--- start of Data rows ---

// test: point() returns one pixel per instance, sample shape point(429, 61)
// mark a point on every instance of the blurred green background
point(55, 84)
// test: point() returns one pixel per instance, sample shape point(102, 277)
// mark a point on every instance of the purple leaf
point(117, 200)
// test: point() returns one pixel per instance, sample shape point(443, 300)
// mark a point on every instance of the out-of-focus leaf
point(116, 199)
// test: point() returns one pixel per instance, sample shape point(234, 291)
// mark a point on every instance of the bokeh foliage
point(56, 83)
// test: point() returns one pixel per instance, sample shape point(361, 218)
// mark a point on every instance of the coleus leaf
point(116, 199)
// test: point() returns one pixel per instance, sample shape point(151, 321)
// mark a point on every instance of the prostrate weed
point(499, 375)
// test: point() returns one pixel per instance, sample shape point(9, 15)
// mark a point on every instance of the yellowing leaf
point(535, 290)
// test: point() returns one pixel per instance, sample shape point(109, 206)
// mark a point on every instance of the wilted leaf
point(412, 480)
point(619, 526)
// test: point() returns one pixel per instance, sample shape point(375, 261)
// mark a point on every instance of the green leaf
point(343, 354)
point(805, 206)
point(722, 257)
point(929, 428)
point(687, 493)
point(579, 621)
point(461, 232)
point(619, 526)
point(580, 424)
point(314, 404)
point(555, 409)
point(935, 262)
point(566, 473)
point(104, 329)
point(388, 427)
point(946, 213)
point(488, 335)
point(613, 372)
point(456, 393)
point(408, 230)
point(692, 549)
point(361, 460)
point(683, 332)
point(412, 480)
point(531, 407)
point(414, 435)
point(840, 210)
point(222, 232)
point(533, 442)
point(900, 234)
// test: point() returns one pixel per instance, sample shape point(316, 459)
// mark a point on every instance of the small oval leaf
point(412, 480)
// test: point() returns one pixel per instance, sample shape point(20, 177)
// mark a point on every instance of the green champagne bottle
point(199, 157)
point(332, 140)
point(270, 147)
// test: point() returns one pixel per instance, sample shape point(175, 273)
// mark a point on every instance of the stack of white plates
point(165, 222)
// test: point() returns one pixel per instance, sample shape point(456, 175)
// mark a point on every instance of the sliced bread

--- end of Data rows ---

Output every line of the listing above as a numbered list, leaving out any blank lines.

1. // test: point() returns one pixel per instance, sample shape point(429, 61)
2. // mark a point on every instance of the blurred green background
3. point(55, 84)
4. // test: point() returns one pixel per instance, sample shape point(102, 277)
5. // mark a point on every instance of the purple leaf
6. point(117, 200)
7. // test: point() returns one pixel per instance, sample shape point(443, 300)
8. // mark a point on every instance of the out-of-focus leaf
9. point(116, 199)
10. // test: point() returns one pixel per instance, sample shape point(234, 291)
11. // mark a point on every instance of the bokeh foliage
12. point(56, 83)
13. // test: point() returns one pixel per instance, sample shape point(361, 218)
14. // mark a point on every instance of the coleus leaf
15. point(116, 199)
16. // test: point() returns one pixel per instance, sample shape point(151, 321)
17. // mark a point on every instance of the prostrate weed
18. point(499, 375)
19. // test: point() returns one pixel per instance, sample shape point(9, 15)
20. // mark a point on every instance of the yellowing leaf
21. point(535, 290)
22. // test: point() returns one pixel per instance, sample shape point(109, 206)
23. // mark a point on every instance of the wilted leaf
24. point(412, 480)
25. point(619, 526)
26. // test: point() returns one pixel per instance, sample shape point(375, 261)
27. // mark a point on every instance of the green leaf
28. point(343, 354)
29. point(805, 206)
30. point(722, 257)
31. point(929, 428)
32. point(687, 493)
33. point(579, 621)
34. point(461, 232)
35. point(619, 526)
36. point(580, 424)
37. point(314, 404)
38. point(555, 409)
39. point(935, 262)
40. point(566, 473)
41. point(104, 329)
42. point(388, 427)
43. point(946, 213)
44. point(488, 335)
45. point(613, 372)
46. point(456, 393)
47. point(408, 230)
48. point(692, 549)
49. point(361, 460)
50. point(683, 332)
51. point(412, 480)
52. point(531, 407)
53. point(414, 435)
54. point(840, 210)
55. point(222, 232)
56. point(533, 442)
57. point(900, 234)
58. // test: point() returns one pixel per instance, sample shape point(316, 459)
59. // mark a point on every instance of the small oval leaf
60. point(412, 480)
61. // test: point() returns one pixel per instance, sample shape point(20, 177)
62. // mark a point on every instance of the green champagne bottle
63. point(199, 157)
64. point(332, 140)
65. point(270, 147)
66. // test: point() returns one pixel per instance, sample shape point(175, 273)
67. // mark a point on every instance of the stack of white plates
68. point(165, 222)
69. // test: point() returns one pixel per instance, sample shape point(456, 175)
70. // mark a point on every instance of the sliced bread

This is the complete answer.